■ What this task involves: Output exactly the line containing "negative clicks: (118, 256) (132, 122)" and each line after it through the last line of the records, and nothing else.

■ Recorded information:
########

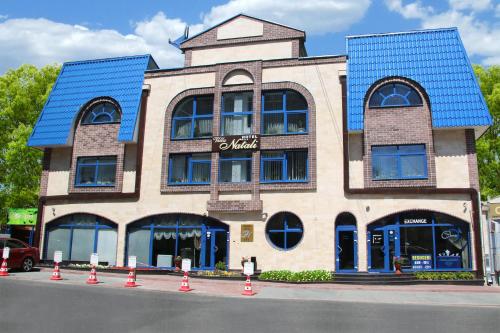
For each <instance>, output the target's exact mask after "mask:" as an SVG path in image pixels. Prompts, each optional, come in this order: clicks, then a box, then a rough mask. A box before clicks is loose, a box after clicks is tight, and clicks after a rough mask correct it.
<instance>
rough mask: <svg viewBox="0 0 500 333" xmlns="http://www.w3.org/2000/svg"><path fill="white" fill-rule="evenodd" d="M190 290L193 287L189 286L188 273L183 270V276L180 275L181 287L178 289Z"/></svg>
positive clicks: (184, 290) (184, 291) (192, 289)
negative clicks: (190, 286) (183, 275)
mask: <svg viewBox="0 0 500 333" xmlns="http://www.w3.org/2000/svg"><path fill="white" fill-rule="evenodd" d="M191 290H193V289H191V288H189V279H188V273H187V272H184V276H183V277H182V282H181V287H180V288H179V291H183V292H187V291H191Z"/></svg>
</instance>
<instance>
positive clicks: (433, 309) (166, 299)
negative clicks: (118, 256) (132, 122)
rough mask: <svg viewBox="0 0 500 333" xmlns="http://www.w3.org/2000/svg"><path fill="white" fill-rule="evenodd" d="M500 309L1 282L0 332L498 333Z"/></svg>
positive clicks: (77, 285)
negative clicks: (294, 299)
mask: <svg viewBox="0 0 500 333" xmlns="http://www.w3.org/2000/svg"><path fill="white" fill-rule="evenodd" d="M499 327H500V308H499V307H488V306H485V307H471V306H469V307H462V306H461V307H459V306H430V305H424V306H421V305H408V304H407V305H400V304H395V305H392V304H372V303H353V302H331V301H297V300H279V299H276V300H274V299H256V298H224V297H211V296H203V295H194V294H181V293H167V292H153V291H145V290H134V289H114V288H105V287H102V286H78V285H56V284H43V283H42V284H40V283H37V284H33V282H29V281H16V280H9V279H3V280H0V332H2V333H7V332H40V333H42V332H51V333H56V332H70V333H79V332H85V333H89V332H218V333H219V332H252V333H259V332H266V333H267V332H356V333H359V332H398V333H399V332H419V333H421V332H453V333H459V332H468V333H469V332H474V333H478V332H498V329H499Z"/></svg>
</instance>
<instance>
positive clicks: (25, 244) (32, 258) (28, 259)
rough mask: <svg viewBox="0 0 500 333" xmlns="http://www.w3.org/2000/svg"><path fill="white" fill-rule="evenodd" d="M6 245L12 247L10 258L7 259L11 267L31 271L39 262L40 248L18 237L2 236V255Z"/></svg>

########

■ Written response:
negative clicks: (118, 256) (132, 122)
rough mask: <svg viewBox="0 0 500 333" xmlns="http://www.w3.org/2000/svg"><path fill="white" fill-rule="evenodd" d="M500 309L1 282L0 332L498 333Z"/></svg>
positive clicks: (77, 285)
negative clicks: (294, 299)
mask: <svg viewBox="0 0 500 333" xmlns="http://www.w3.org/2000/svg"><path fill="white" fill-rule="evenodd" d="M499 327H500V308H499V307H488V306H485V307H471V306H469V307H462V306H461V307H459V306H430V305H424V306H421V305H408V304H407V305H400V304H395V305H392V304H372V303H353V302H331V301H297V300H279V299H276V300H274V299H256V298H224V297H211V296H203V295H194V294H181V293H167V292H153V291H145V290H134V289H114V288H105V287H102V286H78V285H56V284H43V283H42V284H40V283H37V284H33V282H29V281H16V280H9V279H3V280H0V332H2V333H7V332H40V333H42V332H51V333H56V332H70V333H79V332H85V333H89V332H218V333H219V332H252V333H259V332H266V333H267V332H356V333H359V332H398V333H399V332H419V333H421V332H453V333H459V332H468V333H469V332H474V333H478V332H498V329H499Z"/></svg>
</instance>
<instance>
positive clicks: (25, 244) (32, 258) (28, 259)
rough mask: <svg viewBox="0 0 500 333" xmlns="http://www.w3.org/2000/svg"><path fill="white" fill-rule="evenodd" d="M6 245L12 247L10 258L7 259L11 267L31 271L39 262L40 248L18 237L2 236V255Z"/></svg>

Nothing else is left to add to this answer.